------ DATA TO USE

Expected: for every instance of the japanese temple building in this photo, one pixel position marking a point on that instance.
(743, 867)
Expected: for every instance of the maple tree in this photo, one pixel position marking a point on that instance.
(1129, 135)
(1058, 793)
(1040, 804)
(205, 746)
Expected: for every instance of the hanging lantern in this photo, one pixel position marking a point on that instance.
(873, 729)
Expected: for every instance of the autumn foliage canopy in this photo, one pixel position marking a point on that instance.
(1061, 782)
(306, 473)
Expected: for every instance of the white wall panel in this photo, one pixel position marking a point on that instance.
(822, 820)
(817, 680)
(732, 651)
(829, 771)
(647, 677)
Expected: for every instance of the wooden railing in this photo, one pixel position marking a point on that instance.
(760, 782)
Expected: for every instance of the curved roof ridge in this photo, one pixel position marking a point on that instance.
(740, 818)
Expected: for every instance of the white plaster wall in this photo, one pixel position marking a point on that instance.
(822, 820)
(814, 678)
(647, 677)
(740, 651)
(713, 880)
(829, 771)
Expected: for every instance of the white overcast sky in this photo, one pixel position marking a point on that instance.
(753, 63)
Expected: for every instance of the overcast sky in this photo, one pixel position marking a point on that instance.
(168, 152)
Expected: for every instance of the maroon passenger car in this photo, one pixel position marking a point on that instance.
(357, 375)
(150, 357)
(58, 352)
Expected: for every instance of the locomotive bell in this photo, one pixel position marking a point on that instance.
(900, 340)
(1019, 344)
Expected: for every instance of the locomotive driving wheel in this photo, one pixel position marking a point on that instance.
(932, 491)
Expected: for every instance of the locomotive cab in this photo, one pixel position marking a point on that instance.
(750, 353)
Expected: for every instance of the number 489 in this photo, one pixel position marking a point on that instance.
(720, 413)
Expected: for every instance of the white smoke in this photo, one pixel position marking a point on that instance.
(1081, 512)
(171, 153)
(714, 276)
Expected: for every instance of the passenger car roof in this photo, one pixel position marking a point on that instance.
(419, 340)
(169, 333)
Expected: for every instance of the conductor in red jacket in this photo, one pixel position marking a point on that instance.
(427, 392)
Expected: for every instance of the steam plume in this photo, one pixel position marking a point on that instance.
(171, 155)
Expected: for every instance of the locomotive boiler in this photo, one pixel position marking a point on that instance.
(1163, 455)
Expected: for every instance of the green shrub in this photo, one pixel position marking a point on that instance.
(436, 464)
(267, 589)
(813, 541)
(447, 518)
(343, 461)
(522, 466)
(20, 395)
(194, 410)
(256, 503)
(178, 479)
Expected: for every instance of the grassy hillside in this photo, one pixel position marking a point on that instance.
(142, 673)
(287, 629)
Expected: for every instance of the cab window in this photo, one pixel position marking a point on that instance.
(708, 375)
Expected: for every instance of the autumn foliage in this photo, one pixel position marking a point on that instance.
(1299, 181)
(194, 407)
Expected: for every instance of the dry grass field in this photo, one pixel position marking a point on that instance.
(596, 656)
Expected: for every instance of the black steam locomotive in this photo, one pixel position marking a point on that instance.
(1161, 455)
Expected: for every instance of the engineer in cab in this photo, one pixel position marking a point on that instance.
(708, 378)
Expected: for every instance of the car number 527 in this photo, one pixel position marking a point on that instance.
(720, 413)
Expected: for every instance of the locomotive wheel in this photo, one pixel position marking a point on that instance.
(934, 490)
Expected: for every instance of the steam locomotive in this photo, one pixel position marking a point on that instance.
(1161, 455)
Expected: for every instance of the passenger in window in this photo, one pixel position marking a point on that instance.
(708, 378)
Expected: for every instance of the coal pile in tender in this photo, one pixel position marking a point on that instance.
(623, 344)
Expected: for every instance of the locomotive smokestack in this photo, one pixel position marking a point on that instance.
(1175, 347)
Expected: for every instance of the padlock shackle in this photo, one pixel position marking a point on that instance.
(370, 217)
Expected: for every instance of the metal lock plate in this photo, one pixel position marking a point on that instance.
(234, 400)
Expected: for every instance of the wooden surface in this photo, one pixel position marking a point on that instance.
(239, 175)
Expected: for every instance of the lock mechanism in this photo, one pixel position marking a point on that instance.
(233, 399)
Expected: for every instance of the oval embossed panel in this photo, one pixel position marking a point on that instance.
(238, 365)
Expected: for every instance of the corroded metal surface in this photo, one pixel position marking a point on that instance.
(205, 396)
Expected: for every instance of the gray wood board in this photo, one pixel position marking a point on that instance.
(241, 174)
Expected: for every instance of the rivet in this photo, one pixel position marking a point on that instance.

------------

▶ **SET EXERCISE**
Rewrite every line of the data above as a JSON array of strings, one string per line, leaving out any blank lines.

▶ **COMPLETE ANSWER**
[
  "Expected: for every instance of the japanese temple building in this photo, one pixel position marking a point on that instance.",
  "(743, 867)",
  "Expected: for every instance of the maple tree in this photo, one pixel position marking a point on that instance.",
  "(1129, 135)",
  "(1058, 793)",
  "(1040, 804)",
  "(205, 746)",
  "Expected: for every instance of the hanging lantern in this photo, one pixel position marking a point on that instance.",
  "(873, 729)",
  "Expected: for every instance of the autumn foliage canopy in this photo, one pixel position marking a point on that instance.",
  "(1061, 782)",
  "(306, 473)",
  "Expected: for every instance of the white wall panel in this photo, one pixel position marking a point on that instance.",
  "(822, 820)",
  "(817, 680)",
  "(732, 651)",
  "(829, 771)",
  "(647, 677)",
  "Expected: for every instance of the wooden railing in this photo, one pixel position marking a point on that instance.",
  "(760, 782)",
  "Expected: for every instance of the curved roof ridge in this photo, one pixel position marking a point on that instance.",
  "(740, 818)",
  "Expected: for every instance of the white plaster wall in this photo, one pixel position marking a point on that instance.",
  "(822, 820)",
  "(814, 678)",
  "(647, 677)",
  "(740, 651)",
  "(713, 880)",
  "(829, 771)",
  "Expected: for every instance of the white overcast sky in this photo, one pixel position marking a point on that instance.",
  "(753, 63)",
  "Expected: for every instance of the overcast sky in this photo, one pixel position marking a point on that instance.",
  "(168, 152)",
  "Expected: for every instance of the maroon passenger car in this photo, one pixel position marking a point on that instance.",
  "(357, 375)",
  "(150, 357)",
  "(58, 352)",
  "Expected: for every instance of the locomotive bell in this photo, one pixel position marking a point on that instance.",
  "(900, 340)",
  "(1019, 344)",
  "Expected: for every instance of the locomotive driving wheel in this photo, one pixel position marking a point on that instance.",
  "(932, 491)",
  "Expected: for every instance of the locomotive cab in this photo, one pixel position marking a point on that instance.",
  "(750, 353)",
  "Expected: for every instance of the number 489 in this photo, one pixel position marking a point on that instance.",
  "(720, 413)",
  "Expected: for every instance of the white smoke in this photo, one pixel position marking a point on that instance.",
  "(1081, 512)",
  "(171, 153)",
  "(714, 276)",
  "Expected: for every instance of the passenger car roof in this photo, one pixel position marking a point on that instance.",
  "(419, 340)",
  "(169, 333)",
  "Expected: for every instance of the conductor in red jacket in this photo, one pixel position marking a point on that instance.",
  "(427, 392)",
  "Expected: for every instance of the steam plume in this photo, one pixel position marking a point on that instance.",
  "(171, 155)",
  "Expected: for every instance of the locomotive boiler in this photo, one pixel position marking a point on that instance.",
  "(1163, 455)",
  "Expected: for every instance of the green shrub in this photo, one pixel position marking a point on that instance.",
  "(436, 464)",
  "(267, 589)",
  "(813, 541)",
  "(447, 518)",
  "(343, 461)",
  "(522, 466)",
  "(20, 395)",
  "(194, 410)",
  "(256, 503)",
  "(178, 479)",
  "Expected: for every instance of the grassy hillside in this photo, one pixel position marking a point on that instance.",
  "(142, 673)",
  "(287, 629)",
  "Expected: for every instance of the cab window in this photo, one pixel position marking a point on that instance.",
  "(708, 375)",
  "Expected: for every instance of the autumn foliage in this photo, one pixel position marking a point on that instance.",
  "(1299, 181)",
  "(194, 407)",
  "Expected: for every instance of the dry grass field in this photo, one pixel position marking a point on that instance.",
  "(596, 656)",
  "Expected: for every instance of the black steam locomotive in this photo, one pixel position marking a point on that instance.",
  "(1161, 455)",
  "Expected: for every instance of the engineer in cab in this photo, one pixel position marking a point on that instance.",
  "(708, 378)",
  "Expected: for every instance of the car number 527 in this photo, one pixel position marking a point on that instance.",
  "(720, 413)",
  "Expected: for every instance of the locomotive wheel in this photo, one pixel position marking a point on that instance.",
  "(934, 490)",
  "Expected: for every instance of the steam locomotive in this photo, one pixel position marking a point on that instance.",
  "(1161, 455)",
  "Expected: for every instance of the passenger in window in this photo, one pixel position marking a point on that instance.",
  "(708, 378)",
  "Expected: for every instance of the coal pile in tender in this photo, one pixel position marking a point on that instance.",
  "(623, 344)",
  "Expected: for every instance of the locomotive smokestack in this photo, one pixel position marking a point on that instance.",
  "(1175, 347)",
  "Expected: for every instance of the padlock shackle in this photo, one pixel position marking a point on that instance.",
  "(370, 217)",
  "Expected: for every instance of the metal lock plate in this photo, one pixel position marking a point on that instance.",
  "(234, 400)",
  "Expected: for every instance of the wooden surface in this photo, one pixel position marking a point on that instance.",
  "(239, 175)",
  "Expected: for every instance of the lock mechanism in this photo, one pixel position marking a point on that instance.",
  "(233, 399)",
  "Expected: for every instance of the oval embossed panel in this photo, one pixel position marking a point on that instance.",
  "(238, 365)",
  "Expected: for every instance of the corroded metal surface in this photo, one pixel position marking a point on that instance.",
  "(205, 396)",
  "Expected: for every instance of the gray wood board in this photo, one pixel position marking a point on that instance.",
  "(241, 174)",
  "Expected: for every instance of the rivet in this photo, one pixel position marking a point on that instance."
]